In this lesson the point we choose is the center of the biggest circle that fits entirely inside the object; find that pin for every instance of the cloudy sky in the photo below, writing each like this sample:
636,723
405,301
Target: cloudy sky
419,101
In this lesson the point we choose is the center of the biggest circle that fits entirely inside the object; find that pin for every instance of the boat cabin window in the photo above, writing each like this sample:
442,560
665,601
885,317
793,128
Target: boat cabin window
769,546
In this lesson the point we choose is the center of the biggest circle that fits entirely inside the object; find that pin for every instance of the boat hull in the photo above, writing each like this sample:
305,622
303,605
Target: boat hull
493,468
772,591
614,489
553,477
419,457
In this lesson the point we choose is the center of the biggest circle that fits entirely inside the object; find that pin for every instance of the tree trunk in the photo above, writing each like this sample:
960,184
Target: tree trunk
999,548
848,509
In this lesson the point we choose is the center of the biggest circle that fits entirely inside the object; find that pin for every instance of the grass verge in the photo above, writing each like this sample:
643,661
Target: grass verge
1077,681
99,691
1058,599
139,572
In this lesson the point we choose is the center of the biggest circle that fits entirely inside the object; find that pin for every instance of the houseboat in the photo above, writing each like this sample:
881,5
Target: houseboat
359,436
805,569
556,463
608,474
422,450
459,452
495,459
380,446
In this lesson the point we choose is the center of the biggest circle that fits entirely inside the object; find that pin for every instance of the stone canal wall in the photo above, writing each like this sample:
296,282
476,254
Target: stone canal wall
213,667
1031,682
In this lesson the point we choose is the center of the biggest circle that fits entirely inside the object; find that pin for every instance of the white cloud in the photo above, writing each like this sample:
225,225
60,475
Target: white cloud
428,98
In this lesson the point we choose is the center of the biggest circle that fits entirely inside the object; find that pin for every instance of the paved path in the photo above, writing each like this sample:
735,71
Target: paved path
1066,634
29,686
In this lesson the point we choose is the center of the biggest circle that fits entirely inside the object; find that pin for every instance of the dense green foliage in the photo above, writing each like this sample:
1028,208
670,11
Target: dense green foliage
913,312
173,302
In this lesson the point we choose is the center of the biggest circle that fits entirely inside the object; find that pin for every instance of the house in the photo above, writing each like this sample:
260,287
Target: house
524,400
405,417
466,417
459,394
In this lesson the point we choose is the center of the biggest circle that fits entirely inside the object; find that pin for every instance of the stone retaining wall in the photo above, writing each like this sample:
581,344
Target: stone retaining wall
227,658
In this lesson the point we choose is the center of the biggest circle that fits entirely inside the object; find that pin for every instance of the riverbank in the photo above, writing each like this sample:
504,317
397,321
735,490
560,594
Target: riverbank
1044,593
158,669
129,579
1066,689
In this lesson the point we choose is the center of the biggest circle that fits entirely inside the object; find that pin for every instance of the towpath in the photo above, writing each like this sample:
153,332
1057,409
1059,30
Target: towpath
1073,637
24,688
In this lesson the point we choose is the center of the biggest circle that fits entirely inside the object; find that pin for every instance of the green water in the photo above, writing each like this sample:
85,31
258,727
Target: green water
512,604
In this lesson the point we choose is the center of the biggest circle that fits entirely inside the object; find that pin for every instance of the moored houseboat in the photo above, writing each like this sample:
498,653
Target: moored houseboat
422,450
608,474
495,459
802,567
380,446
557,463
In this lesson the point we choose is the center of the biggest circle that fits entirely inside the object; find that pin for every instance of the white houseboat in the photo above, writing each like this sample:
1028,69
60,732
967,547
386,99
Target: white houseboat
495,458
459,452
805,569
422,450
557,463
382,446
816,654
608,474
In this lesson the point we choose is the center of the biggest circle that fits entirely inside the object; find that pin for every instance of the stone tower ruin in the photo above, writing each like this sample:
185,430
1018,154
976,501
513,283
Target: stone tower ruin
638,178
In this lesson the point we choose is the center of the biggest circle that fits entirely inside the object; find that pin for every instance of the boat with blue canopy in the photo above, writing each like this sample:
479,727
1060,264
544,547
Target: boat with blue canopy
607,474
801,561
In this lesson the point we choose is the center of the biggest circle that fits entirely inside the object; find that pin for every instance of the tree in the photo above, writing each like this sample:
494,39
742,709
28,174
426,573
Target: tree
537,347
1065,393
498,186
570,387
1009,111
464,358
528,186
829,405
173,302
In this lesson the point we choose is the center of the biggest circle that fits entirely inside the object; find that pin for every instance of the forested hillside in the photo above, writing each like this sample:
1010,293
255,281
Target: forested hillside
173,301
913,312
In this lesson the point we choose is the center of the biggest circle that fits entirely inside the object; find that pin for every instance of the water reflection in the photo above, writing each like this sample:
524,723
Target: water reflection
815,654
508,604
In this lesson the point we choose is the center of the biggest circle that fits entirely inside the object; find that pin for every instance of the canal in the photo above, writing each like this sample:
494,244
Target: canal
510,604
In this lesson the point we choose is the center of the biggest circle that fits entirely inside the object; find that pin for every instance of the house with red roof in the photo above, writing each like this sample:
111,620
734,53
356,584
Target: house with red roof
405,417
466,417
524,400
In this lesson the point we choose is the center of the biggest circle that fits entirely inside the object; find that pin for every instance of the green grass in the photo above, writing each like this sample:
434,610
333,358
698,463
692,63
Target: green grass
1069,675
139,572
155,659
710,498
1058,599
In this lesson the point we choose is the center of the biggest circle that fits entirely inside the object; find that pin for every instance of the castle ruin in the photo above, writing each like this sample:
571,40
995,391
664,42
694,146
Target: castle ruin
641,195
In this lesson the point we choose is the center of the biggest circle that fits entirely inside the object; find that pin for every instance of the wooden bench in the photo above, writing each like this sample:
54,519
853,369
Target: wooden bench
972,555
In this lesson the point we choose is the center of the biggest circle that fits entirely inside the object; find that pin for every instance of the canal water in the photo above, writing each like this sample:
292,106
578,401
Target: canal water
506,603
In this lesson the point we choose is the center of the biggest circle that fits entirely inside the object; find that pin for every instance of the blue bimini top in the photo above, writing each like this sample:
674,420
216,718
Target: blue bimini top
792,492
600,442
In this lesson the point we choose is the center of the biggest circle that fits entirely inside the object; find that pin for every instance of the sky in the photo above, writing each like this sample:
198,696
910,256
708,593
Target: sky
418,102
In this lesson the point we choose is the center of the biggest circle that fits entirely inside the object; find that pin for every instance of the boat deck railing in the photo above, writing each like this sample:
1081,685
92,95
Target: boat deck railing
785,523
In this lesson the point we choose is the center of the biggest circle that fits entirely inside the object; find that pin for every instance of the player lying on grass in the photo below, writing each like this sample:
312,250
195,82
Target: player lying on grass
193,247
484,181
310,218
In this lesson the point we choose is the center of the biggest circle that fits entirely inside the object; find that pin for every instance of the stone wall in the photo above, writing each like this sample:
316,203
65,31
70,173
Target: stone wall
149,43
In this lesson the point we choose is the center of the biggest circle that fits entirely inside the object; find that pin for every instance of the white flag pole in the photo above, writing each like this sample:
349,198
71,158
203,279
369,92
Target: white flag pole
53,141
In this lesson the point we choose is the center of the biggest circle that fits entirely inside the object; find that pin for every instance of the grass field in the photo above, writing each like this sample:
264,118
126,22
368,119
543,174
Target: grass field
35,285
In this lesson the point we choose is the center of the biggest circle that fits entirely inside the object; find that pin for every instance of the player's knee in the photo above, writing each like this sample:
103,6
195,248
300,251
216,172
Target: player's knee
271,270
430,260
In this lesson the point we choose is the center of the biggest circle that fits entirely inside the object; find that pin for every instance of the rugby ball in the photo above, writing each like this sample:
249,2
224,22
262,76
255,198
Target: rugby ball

What you will do:
Can you give every row above as a JSON list of strings, one string per line, with blank lines left out?

Answer for the task:
[
  "In this lesson the point we choose is the center of the biggest circle that fits entirely inside the object; find that pin for every instance of the cloudy sky in the photo below, writing each like this sample:",
  "636,723",
  "405,301",
  "Target: cloudy sky",
  "419,101",
  "In this lesson the point we choose is the center of the biggest circle that fits entirely inside the object; find that pin for every instance of the boat cabin window in the photo above, writing each like this sample:",
  "442,560",
  "665,601",
  "885,317",
  "793,128",
  "Target: boat cabin window",
  "769,546",
  "In this lesson the point we choose is the center of the biggest circle that fits entirely inside the object; find that pin for every instance of the boat hull in the photo above, writing each like this sample:",
  "305,622",
  "303,605",
  "Target: boat hull",
  "493,468",
  "772,591",
  "614,489",
  "553,477",
  "419,457",
  "In this lesson the point we choose is the center of the biggest circle that fits entirely inside the object; find that pin for every instance of the tree trunk in the photo above, writing each like this sample:",
  "960,184",
  "Target: tree trunk",
  "999,548",
  "848,509",
  "In this lesson the point we choose is the center of the biggest circle that fits entirely inside the object; find that pin for every instance of the grass verge in the photo above, writing each like this sample:",
  "643,661",
  "Target: grass verge",
  "1077,681",
  "99,691",
  "1058,599",
  "139,572",
  "In this lesson the point we choose is the center of the biggest circle that fits entirely inside the object; find that pin for every instance of the houseboat in the photo above, writing each like this sample:",
  "881,5",
  "Target: houseboat",
  "359,436",
  "805,569",
  "556,463",
  "608,474",
  "422,450",
  "459,452",
  "495,459",
  "380,446",
  "In this lesson the point we choose is the center of the biggest circle that fits entirely inside the object; find that pin for every instance of the stone canal wall in the photo above, writing each like this sample:",
  "296,282",
  "476,254",
  "Target: stone canal wall",
  "213,667",
  "1031,682",
  "In this lesson the point we choose is the center of the biggest circle that fits entirely inside the object; find that pin for every instance of the white cloud in the photo above, writing each like this sample:",
  "225,225",
  "60,475",
  "Target: white cloud",
  "428,98",
  "In this lesson the point we choose is the center of the biggest circle that fits entirely inside the object; find that pin for every instance of the paved path in the photo above, writing each like this sample:",
  "735,71",
  "Target: paved path",
  "1066,634",
  "29,686",
  "In this lesson the point we choose is the center of the biggest circle that fits entirely inside the object; find that pin for every instance of the dense green foliage in the photo above, writing each like this sample:",
  "1028,208",
  "670,11",
  "Target: dense green foliage",
  "913,312",
  "173,302",
  "In this lesson the point we choose is the center of the biggest circle that fits entirely inside the object; find that pin for every instance of the house in the photo above, writing each like this sample:",
  "260,287",
  "Target: house",
  "524,400",
  "405,417",
  "466,417",
  "459,394",
  "In this lesson the point we choose is the center of the biggest circle that fits entirely inside the object; find that pin for every instance of the stone retaining wall in the photo above, writing each like this sample:",
  "581,344",
  "Target: stone retaining wall",
  "227,658",
  "In this lesson the point we choose is the center of the biggest circle that fits entirely inside the object; find that pin for every instance of the riverbank in the photo above, writing each like this sample:",
  "504,317",
  "397,321",
  "735,490",
  "560,594",
  "Target: riverbank",
  "1044,593",
  "158,669",
  "129,579",
  "1066,689",
  "In this lesson the point we choose is the center of the biggest circle that fits entirely inside the object; find that pin for every instance of the towpath in the photo above, writing each like this sample:",
  "153,332",
  "1057,409",
  "1059,30",
  "Target: towpath",
  "1073,637",
  "24,688",
  "In this lesson the point we choose is the center of the biggest circle that fits entirely inside the object; find that pin for every instance of the green water in the photo above, writing each like this sample:",
  "85,31",
  "258,727",
  "Target: green water",
  "512,604",
  "In this lesson the point we choose is the center of the biggest circle that fits entirely inside the object; find that pin for every instance of the moored houseboat in the photo above, writing each like this sample:",
  "498,653",
  "Target: moored houseboat",
  "422,450",
  "608,474",
  "495,459",
  "802,567",
  "380,446",
  "557,463",
  "In this lesson the point we choose is the center of the biggest circle that fits entirely inside the object; find that pin for every instance of the white houseboat in the photo above, writing each like this sample:",
  "1028,69",
  "60,732",
  "967,547",
  "386,99",
  "Target: white houseboat",
  "495,458",
  "459,452",
  "805,569",
  "422,450",
  "557,463",
  "382,446",
  "816,654",
  "608,474",
  "In this lesson the point we choose is the center of the biggest circle that fits entirely inside the object; find that pin for every instance of the stone tower ruin in the photo above, writing each like this sample:",
  "185,430",
  "1018,154",
  "976,501",
  "513,283",
  "Target: stone tower ruin",
  "638,178",
  "In this lesson the point we choose is the center of the biggest circle that fits entirely inside the object; find that pin for every instance of the boat with blue canopy in the photo above, writing each like this sample:",
  "479,727",
  "1060,264",
  "544,547",
  "Target: boat with blue canopy",
  "607,474",
  "801,561",
  "In this lesson the point we choose is the center of the biggest circle that fits entirely inside the object; find that pin for every instance of the tree in the photo above, writing each like this sample:",
  "494,39",
  "742,709",
  "28,174",
  "426,573",
  "Target: tree",
  "537,347",
  "1065,393",
  "498,186",
  "570,387",
  "1009,111",
  "464,358",
  "528,186",
  "829,405",
  "173,302",
  "In this lesson the point we choose is the center of the biggest circle that fits entirely inside the object; find that pin for every instance of the forested hillside in the photo above, writing each like this sample:",
  "1010,293",
  "255,281",
  "Target: forested hillside",
  "173,301",
  "913,312",
  "In this lesson the point we choose is the center of the biggest circle that fits entirely inside the object; find that pin for every instance of the water reflection in the photo above, writing each like this sample:",
  "524,723",
  "Target: water reflection",
  "815,654",
  "508,604",
  "In this lesson the point we choose is the center of the biggest circle that fits entirely inside the object; find that pin for every instance of the canal in the photo above, writing each like this sample:",
  "494,244",
  "Target: canal",
  "510,604",
  "In this lesson the point we choose is the center of the biggest circle that fits entirely inside the object; find that pin for every instance of the house with red roof in the photo above, writing each like this sample:",
  "111,620",
  "734,53",
  "356,584",
  "Target: house with red roof",
  "405,417",
  "466,417",
  "524,400",
  "In this lesson the point we choose is the center of the biggest circle that fits entirely inside the object; find that pin for every instance of the green grass in the photo above, writing each like this sample:",
  "434,610",
  "333,358",
  "698,463",
  "692,63",
  "Target: green grass",
  "1069,675",
  "139,572",
  "155,659",
  "710,498",
  "1058,599",
  "In this lesson the point we choose is the center of the biggest circle that fits entirely inside the object; find that pin for every instance of the castle ruin in the photo above, writing each like this sample:",
  "571,40",
  "995,391",
  "664,42",
  "694,146",
  "Target: castle ruin",
  "641,195",
  "In this lesson the point we choose is the center of the biggest circle that fits entirely inside the object; find that pin for every instance of the wooden bench in the photo above, writing each like this sample:",
  "54,519",
  "853,369",
  "Target: wooden bench",
  "972,555",
  "In this lesson the point we choose is the center of the biggest circle that fits entirely inside the object; find that pin for every instance of the canal water in the photo above, writing each like this sample:",
  "292,106",
  "578,401",
  "Target: canal water",
  "506,603",
  "In this lesson the point we choose is the center of the biggest circle that fits entirely inside the object; find that pin for every instance of the blue bimini top in the photo above, writing each like this sample:",
  "674,420",
  "216,718",
  "Target: blue bimini top",
  "792,492",
  "600,442",
  "In this lesson the point we choose is the center of the biggest circle that fits entirely inside the object; find that pin for every instance of the sky in the photo above, writing each like this sample:",
  "198,696",
  "910,256",
  "708,593",
  "Target: sky",
  "418,102",
  "In this lesson the point we choose is the center of the biggest circle that fits entirely inside the object; find that pin for every instance of the boat deck railing in the photo above, writing each like this sample:",
  "1081,685",
  "92,95",
  "Target: boat deck railing",
  "785,523",
  "In this lesson the point we choose is the center of the biggest circle that fits entirely inside the object; find that pin for every instance of the player lying on grass in the photo below, writing each like this sample:",
  "312,250",
  "195,82",
  "Target: player lying on grass",
  "193,247",
  "484,181",
  "310,218",
  "In this lesson the point we choose is the center of the biggest circle that fits entirely inside the object; find that pin for every instance of the stone wall in the photo above, writing each like this sample:",
  "316,203",
  "65,31",
  "70,173",
  "Target: stone wall",
  "149,43",
  "In this lesson the point we choose is the center of the biggest circle that fits entirely inside the object; find that pin for every instance of the white flag pole in the photo above, writing each like this sample:",
  "349,198",
  "71,158",
  "203,279",
  "369,92",
  "Target: white flag pole",
  "53,141",
  "In this lesson the point we choose is the center of the biggest circle that fits entirely inside the object; find that pin for every instance of the grass field in the photo above, writing each like this sample:",
  "264,118",
  "126,22",
  "368,119",
  "543,174",
  "Target: grass field",
  "35,285",
  "In this lesson the point we choose is the center of the biggest circle that fits entirely inside the object; find that pin for every instance of the player's knee in the photo above, writing each like this sample:",
  "103,6",
  "195,248",
  "300,251",
  "216,172",
  "Target: player's knee",
  "271,270",
  "430,260",
  "In this lesson the point we choose is the center of the biggest circle that fits entirely inside the object; find that pin for every instance of the rugby ball in the photo above, writing each like this sample:",
  "249,2",
  "224,22",
  "262,76",
  "255,198",
  "Target: rugby ball"
]